§ **Action item**:
In the listing below, the lines from the first through the one with "Target: green foliage" are to be copied word for word.

### Entries provided

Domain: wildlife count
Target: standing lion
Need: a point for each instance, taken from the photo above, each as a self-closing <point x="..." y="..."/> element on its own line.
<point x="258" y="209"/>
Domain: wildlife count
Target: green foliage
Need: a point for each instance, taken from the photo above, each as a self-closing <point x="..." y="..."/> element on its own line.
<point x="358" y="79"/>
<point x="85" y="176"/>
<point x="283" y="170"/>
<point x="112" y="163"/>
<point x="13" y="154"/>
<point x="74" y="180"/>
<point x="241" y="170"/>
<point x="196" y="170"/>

######

§ **Exercise output**:
Domain: wildlife count
Target: standing lion
Need: a point for each instance, taken from the photo above, each as a self-closing <point x="..." y="..."/> element on its own line.
<point x="258" y="209"/>
Domain: wildlife count
Target: green foliage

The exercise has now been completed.